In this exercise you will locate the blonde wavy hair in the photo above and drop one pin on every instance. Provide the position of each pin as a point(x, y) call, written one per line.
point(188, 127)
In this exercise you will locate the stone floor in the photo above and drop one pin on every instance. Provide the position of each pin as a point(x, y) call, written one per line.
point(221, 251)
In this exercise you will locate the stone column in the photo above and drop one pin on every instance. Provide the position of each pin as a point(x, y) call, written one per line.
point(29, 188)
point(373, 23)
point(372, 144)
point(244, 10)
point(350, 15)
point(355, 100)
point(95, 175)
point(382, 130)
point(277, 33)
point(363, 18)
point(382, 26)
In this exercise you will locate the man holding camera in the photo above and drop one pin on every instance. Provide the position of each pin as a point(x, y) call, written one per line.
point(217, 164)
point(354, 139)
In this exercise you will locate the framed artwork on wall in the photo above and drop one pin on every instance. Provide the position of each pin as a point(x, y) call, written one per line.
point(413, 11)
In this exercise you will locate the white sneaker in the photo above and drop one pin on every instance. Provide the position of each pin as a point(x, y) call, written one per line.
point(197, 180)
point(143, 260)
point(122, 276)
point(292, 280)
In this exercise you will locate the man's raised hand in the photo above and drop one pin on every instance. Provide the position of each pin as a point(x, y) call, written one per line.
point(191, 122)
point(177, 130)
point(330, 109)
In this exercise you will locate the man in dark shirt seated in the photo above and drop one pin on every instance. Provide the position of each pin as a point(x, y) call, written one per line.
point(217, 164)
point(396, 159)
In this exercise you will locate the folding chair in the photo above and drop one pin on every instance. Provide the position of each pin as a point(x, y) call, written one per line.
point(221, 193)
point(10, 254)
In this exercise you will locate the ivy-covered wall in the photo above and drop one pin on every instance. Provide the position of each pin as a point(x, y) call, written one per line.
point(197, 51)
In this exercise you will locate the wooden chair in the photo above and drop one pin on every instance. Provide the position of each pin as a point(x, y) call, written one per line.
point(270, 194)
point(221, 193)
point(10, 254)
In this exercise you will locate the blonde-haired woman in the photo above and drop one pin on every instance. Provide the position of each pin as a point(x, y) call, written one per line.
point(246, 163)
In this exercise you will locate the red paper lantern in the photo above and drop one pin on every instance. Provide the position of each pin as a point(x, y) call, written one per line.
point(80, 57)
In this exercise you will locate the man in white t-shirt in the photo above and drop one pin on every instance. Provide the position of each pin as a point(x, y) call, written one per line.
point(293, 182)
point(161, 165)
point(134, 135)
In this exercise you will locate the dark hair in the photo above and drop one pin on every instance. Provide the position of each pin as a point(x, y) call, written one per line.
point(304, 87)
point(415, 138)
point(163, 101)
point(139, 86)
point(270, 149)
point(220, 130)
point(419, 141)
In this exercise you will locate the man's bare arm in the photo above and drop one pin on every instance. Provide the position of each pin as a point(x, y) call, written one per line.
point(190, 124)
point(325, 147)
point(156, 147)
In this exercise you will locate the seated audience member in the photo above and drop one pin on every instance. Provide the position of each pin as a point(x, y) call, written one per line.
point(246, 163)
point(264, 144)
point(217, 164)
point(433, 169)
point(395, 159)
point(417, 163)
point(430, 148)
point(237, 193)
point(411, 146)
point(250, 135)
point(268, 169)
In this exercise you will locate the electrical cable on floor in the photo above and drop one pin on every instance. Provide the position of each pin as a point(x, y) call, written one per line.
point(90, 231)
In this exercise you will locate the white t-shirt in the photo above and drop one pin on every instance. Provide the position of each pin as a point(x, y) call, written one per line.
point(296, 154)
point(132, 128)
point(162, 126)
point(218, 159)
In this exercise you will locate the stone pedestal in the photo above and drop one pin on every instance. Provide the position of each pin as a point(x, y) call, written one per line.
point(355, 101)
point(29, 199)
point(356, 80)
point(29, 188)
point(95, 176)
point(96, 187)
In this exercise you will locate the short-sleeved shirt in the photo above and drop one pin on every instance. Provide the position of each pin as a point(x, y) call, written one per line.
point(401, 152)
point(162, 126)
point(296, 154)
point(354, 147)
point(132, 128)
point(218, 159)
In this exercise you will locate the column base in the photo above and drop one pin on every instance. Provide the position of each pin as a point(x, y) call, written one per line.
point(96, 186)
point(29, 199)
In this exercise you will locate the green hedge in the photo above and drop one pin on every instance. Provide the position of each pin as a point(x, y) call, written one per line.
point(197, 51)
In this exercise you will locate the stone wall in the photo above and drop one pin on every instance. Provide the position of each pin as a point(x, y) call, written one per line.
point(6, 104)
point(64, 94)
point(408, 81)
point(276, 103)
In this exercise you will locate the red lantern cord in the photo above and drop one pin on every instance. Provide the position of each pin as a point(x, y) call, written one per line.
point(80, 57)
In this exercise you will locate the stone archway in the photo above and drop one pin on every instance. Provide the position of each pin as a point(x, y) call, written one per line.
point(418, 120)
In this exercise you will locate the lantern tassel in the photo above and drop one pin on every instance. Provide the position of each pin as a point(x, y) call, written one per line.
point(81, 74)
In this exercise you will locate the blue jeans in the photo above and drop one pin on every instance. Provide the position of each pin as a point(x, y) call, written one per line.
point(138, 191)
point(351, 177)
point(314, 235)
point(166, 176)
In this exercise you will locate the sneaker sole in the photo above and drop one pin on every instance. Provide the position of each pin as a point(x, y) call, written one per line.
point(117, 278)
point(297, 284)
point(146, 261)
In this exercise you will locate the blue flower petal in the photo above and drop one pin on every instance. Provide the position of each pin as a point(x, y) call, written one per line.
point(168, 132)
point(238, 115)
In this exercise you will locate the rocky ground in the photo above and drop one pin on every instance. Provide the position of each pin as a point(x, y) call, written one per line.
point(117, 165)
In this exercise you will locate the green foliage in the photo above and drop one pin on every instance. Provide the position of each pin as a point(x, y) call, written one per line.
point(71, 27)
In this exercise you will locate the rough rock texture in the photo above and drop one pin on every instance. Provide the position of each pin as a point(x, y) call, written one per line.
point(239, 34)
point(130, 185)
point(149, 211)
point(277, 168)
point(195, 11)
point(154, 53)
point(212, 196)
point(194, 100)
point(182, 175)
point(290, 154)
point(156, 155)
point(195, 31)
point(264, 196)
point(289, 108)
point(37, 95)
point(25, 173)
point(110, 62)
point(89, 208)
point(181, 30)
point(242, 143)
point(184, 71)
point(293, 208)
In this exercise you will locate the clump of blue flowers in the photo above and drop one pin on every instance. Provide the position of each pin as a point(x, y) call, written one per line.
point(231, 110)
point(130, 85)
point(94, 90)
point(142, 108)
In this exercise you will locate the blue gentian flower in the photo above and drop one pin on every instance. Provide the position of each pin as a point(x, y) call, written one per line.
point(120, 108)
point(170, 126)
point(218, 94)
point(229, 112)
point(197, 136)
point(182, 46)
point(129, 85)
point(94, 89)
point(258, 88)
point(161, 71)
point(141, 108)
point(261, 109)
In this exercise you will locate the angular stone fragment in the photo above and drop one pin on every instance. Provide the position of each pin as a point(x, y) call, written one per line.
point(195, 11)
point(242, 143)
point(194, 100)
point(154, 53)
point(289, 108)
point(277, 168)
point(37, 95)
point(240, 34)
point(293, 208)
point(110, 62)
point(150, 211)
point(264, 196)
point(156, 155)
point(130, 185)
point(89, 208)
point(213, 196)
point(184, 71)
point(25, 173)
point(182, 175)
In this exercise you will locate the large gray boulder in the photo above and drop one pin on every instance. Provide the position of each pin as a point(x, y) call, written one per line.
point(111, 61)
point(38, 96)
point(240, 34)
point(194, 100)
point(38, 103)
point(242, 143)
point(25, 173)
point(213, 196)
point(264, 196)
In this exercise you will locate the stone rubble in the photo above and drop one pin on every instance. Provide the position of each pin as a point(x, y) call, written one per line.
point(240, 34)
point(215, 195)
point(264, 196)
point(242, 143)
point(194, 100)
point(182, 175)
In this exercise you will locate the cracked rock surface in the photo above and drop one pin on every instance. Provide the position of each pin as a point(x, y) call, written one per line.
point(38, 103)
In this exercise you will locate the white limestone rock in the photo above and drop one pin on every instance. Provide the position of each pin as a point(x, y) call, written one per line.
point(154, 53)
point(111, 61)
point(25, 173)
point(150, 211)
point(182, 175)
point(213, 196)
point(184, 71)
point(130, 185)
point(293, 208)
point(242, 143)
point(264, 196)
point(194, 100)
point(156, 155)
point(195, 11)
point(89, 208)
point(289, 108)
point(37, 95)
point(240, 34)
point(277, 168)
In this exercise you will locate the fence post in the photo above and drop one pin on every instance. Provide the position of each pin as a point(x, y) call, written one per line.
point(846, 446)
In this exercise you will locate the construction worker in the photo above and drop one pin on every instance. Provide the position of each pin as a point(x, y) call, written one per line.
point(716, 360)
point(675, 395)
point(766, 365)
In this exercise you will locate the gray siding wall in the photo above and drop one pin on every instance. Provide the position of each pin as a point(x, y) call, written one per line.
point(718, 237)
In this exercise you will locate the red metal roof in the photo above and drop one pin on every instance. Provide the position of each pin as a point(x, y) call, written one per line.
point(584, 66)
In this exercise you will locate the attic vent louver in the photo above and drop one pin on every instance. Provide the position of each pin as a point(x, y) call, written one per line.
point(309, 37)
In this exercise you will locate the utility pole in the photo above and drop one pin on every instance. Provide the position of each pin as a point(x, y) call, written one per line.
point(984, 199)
--------------------------------
Those lines from the one with "In this exercise you will locate the construction" through the last line of the material above are to be retyped exactly, with nothing else.

**Answer to the problem**
In this exercise you will locate the construction worker in the photo above and drop one pin on every instance. Provide the position of each pin as a point(x, y) call, written one per line.
point(716, 360)
point(675, 395)
point(766, 365)
In this exercise you will locate the gray siding wall in the photo above and drop one pin on every instance. Provide the position of each pin as a point(x, y) call, written one per line.
point(718, 237)
In this exercise you will locate the red metal roof in the photo above and drop one pin on every instance. Provide the position of each pin as a point(x, y) call, written one per line.
point(584, 66)
In this exercise you will locate the attic vent louver in the photo above and drop one pin on every instance. Provide the position of each pin as a point(x, y) call, written one per line.
point(309, 37)
In this exercise you will locate the utility pole in the photo above and drop one pin on every instance. Provide the position of each pin as a point(x, y) call, written one per line.
point(984, 199)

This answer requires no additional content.